Collect every line in the records below that contains the string "beak", copying each line in full. Case counts, so a line whose only match differs in capitalization does not qualify.

───── Records ─────

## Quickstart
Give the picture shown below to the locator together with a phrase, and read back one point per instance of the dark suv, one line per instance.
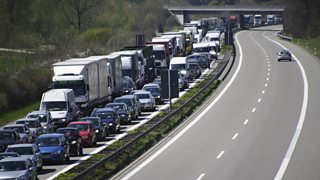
(132, 102)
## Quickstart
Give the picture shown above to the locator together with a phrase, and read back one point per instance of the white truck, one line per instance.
(61, 104)
(116, 68)
(131, 66)
(91, 80)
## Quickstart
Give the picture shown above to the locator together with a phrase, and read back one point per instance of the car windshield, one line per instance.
(48, 141)
(81, 127)
(105, 115)
(13, 166)
(127, 101)
(94, 122)
(152, 89)
(178, 66)
(55, 106)
(21, 150)
(41, 117)
(30, 124)
(115, 106)
(67, 132)
(193, 66)
(19, 129)
(143, 96)
(6, 135)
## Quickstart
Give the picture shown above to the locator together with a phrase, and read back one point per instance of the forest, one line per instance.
(52, 30)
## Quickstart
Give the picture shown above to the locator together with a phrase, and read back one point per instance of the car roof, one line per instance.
(50, 135)
(12, 159)
(39, 112)
(22, 145)
(15, 125)
(104, 109)
(80, 122)
(28, 119)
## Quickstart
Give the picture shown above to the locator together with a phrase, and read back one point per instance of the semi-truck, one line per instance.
(116, 68)
(161, 54)
(91, 80)
(131, 66)
(146, 55)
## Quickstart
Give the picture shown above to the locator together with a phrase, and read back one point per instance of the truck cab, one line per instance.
(61, 104)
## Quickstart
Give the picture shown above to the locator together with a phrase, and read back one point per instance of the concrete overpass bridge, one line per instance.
(183, 13)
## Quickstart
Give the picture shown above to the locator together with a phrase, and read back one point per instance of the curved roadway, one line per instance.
(250, 129)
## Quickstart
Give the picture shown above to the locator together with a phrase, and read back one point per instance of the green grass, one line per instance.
(11, 60)
(312, 45)
(16, 114)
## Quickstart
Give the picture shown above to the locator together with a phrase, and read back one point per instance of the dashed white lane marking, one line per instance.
(201, 176)
(235, 136)
(220, 154)
(286, 160)
(164, 147)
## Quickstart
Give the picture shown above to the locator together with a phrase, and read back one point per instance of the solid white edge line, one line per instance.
(169, 143)
(201, 176)
(235, 136)
(220, 155)
(296, 135)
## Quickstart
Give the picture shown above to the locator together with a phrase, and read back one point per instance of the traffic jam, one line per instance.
(94, 101)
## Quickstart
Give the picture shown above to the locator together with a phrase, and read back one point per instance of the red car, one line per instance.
(87, 132)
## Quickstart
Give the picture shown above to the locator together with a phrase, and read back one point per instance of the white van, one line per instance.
(61, 104)
(181, 64)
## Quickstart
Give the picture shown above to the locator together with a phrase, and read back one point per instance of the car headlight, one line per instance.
(23, 177)
(57, 152)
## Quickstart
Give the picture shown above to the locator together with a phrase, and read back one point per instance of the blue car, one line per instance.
(108, 117)
(53, 147)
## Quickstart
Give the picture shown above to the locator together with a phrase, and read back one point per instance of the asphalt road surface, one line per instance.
(263, 124)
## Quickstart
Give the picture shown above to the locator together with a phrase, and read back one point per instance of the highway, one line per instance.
(261, 125)
(50, 171)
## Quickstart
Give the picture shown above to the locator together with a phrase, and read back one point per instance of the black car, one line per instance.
(122, 110)
(74, 139)
(101, 129)
(8, 137)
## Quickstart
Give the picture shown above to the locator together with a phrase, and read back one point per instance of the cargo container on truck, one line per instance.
(116, 68)
(91, 80)
(146, 55)
(61, 104)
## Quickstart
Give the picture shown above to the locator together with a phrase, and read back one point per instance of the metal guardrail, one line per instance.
(282, 36)
(214, 76)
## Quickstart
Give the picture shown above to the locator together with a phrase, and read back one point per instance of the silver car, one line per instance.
(17, 168)
(33, 124)
(28, 150)
(23, 130)
(284, 55)
(147, 101)
(45, 119)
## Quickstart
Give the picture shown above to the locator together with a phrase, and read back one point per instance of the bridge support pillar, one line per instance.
(182, 17)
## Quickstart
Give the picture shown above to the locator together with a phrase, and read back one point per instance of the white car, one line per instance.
(147, 101)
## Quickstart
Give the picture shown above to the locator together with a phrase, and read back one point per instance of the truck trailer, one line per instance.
(91, 80)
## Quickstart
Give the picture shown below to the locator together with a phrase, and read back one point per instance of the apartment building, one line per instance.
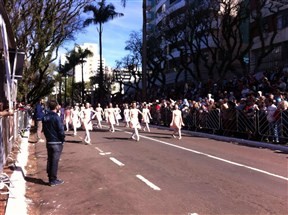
(91, 64)
(217, 50)
(275, 26)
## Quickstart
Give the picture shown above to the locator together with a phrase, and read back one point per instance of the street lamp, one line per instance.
(82, 94)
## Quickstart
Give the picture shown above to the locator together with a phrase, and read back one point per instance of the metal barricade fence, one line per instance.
(234, 122)
(273, 131)
(10, 129)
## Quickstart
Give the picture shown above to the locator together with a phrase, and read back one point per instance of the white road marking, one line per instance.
(98, 149)
(150, 184)
(105, 153)
(216, 158)
(116, 161)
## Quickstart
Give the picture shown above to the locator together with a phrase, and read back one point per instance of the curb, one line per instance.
(17, 202)
(259, 144)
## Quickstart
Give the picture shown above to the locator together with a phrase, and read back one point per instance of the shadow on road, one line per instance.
(36, 181)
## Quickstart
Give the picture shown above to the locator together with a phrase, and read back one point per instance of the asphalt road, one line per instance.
(162, 175)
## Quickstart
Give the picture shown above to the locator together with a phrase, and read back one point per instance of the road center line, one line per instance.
(150, 184)
(99, 150)
(216, 158)
(116, 161)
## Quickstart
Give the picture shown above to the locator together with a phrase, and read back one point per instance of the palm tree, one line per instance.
(144, 48)
(102, 13)
(63, 70)
(74, 58)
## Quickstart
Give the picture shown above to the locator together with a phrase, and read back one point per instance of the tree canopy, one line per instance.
(40, 28)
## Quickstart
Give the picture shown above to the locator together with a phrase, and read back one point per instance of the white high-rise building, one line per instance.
(90, 66)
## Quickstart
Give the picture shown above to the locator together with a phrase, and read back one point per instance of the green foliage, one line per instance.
(40, 28)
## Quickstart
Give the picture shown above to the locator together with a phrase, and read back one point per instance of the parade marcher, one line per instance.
(134, 121)
(117, 111)
(38, 116)
(54, 133)
(146, 117)
(111, 117)
(87, 123)
(126, 114)
(176, 122)
(106, 113)
(75, 115)
(67, 117)
(99, 113)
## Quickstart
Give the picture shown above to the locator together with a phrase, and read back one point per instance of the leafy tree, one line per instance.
(75, 57)
(102, 13)
(40, 28)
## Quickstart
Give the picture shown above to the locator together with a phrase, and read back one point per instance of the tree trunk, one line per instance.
(101, 73)
(144, 53)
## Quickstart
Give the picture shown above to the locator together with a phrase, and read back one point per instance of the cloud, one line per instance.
(116, 32)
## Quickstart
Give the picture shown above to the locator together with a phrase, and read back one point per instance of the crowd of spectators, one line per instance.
(263, 93)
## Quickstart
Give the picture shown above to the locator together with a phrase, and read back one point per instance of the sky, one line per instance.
(115, 32)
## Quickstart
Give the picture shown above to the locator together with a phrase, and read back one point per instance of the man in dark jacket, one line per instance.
(54, 133)
(38, 116)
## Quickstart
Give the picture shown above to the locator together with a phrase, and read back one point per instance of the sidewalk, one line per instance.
(28, 177)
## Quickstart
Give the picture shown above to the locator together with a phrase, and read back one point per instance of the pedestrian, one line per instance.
(134, 121)
(55, 137)
(176, 122)
(67, 117)
(106, 113)
(117, 111)
(87, 114)
(38, 116)
(146, 117)
(126, 114)
(75, 116)
(111, 117)
(99, 113)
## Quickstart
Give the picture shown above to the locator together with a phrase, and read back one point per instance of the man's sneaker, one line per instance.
(56, 182)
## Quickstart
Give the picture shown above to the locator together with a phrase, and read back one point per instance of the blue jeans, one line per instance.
(54, 152)
(274, 129)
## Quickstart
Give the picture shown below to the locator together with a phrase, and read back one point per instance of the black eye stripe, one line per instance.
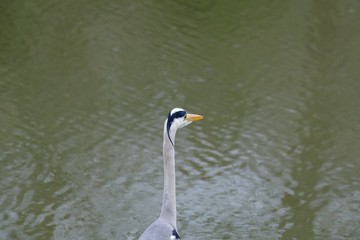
(171, 118)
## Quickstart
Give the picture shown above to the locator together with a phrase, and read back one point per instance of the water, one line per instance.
(85, 88)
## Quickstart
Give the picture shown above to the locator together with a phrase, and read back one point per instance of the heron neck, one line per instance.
(168, 209)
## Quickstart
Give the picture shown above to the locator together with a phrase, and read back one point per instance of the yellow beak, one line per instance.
(193, 117)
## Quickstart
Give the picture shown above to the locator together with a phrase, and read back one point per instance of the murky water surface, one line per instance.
(85, 87)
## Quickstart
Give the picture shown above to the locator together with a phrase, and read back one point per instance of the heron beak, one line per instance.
(193, 117)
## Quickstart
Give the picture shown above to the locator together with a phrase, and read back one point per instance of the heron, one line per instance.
(164, 228)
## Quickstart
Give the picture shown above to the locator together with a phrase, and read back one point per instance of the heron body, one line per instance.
(164, 228)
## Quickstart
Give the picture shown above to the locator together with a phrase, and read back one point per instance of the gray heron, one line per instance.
(164, 228)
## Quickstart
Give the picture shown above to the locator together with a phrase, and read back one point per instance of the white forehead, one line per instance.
(176, 110)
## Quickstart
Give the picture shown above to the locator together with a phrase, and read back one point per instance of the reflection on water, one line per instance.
(86, 87)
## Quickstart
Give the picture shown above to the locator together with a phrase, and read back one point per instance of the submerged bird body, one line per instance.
(164, 228)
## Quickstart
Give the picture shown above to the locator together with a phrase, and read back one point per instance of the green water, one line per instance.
(86, 85)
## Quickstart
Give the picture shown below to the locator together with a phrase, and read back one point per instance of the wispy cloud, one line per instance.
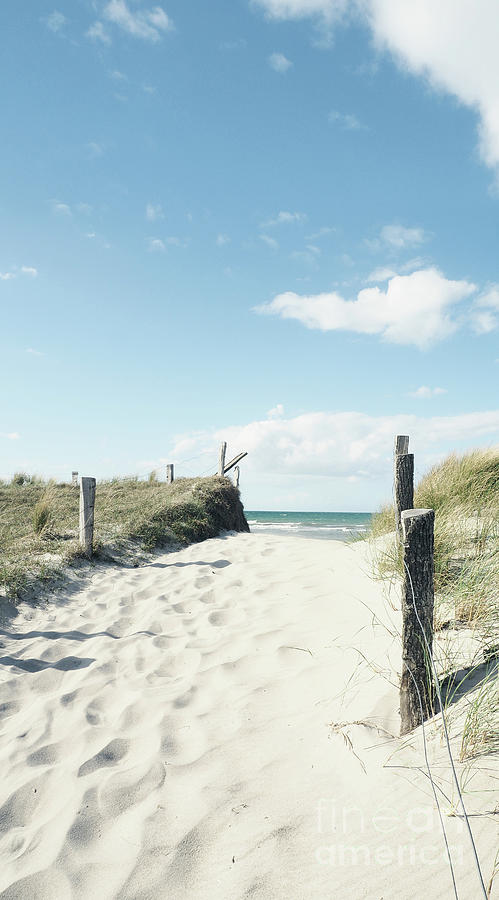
(426, 393)
(322, 232)
(145, 24)
(270, 242)
(485, 314)
(55, 21)
(279, 63)
(97, 32)
(284, 218)
(61, 209)
(346, 121)
(154, 212)
(414, 309)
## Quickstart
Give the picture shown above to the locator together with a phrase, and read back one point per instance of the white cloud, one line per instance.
(55, 21)
(61, 209)
(175, 241)
(284, 218)
(425, 393)
(339, 444)
(145, 24)
(270, 242)
(485, 314)
(382, 273)
(414, 309)
(399, 237)
(154, 212)
(279, 63)
(97, 32)
(322, 232)
(452, 45)
(346, 121)
(156, 245)
(327, 10)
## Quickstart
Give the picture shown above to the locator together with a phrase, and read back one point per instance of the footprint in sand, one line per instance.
(110, 755)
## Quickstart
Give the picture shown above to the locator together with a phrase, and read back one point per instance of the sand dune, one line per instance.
(184, 730)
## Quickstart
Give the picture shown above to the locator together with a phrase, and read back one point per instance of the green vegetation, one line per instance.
(464, 492)
(39, 523)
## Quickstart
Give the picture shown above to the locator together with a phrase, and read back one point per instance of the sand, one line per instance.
(185, 730)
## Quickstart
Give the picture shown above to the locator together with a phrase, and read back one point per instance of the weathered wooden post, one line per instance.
(403, 487)
(416, 686)
(221, 458)
(87, 503)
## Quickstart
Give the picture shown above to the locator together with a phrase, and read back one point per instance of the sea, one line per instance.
(325, 526)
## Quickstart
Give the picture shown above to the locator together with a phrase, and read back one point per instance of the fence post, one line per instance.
(403, 487)
(416, 686)
(87, 503)
(221, 458)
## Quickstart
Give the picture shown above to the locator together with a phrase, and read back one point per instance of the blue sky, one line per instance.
(273, 222)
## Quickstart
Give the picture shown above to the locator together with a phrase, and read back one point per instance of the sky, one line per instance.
(270, 222)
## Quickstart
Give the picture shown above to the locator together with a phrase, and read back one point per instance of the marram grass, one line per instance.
(39, 523)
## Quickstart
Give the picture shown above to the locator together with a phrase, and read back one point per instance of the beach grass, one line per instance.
(39, 535)
(464, 492)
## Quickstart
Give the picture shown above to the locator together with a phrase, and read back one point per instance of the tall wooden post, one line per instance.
(87, 503)
(403, 478)
(221, 458)
(416, 686)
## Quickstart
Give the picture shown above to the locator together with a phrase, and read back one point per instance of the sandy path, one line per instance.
(165, 733)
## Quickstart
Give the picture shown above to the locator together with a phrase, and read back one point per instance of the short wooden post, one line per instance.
(221, 458)
(403, 487)
(401, 444)
(416, 686)
(87, 503)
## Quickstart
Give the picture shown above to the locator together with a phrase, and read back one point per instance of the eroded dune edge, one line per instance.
(221, 723)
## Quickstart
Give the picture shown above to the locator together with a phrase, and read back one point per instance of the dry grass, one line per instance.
(464, 492)
(39, 522)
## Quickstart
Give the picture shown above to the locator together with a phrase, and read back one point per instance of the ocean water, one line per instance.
(325, 526)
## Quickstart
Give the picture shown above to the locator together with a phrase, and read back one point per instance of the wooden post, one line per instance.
(87, 503)
(416, 686)
(403, 488)
(221, 458)
(401, 444)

─────

Answer in full>
Give the picture shown above to the locator together with a phrase, and read back one point per instance of the yellow beak, one line per instance.
Give the picture shown above to the locator together with a phrase, and read back one point per instance of the heron beak, one line per instance.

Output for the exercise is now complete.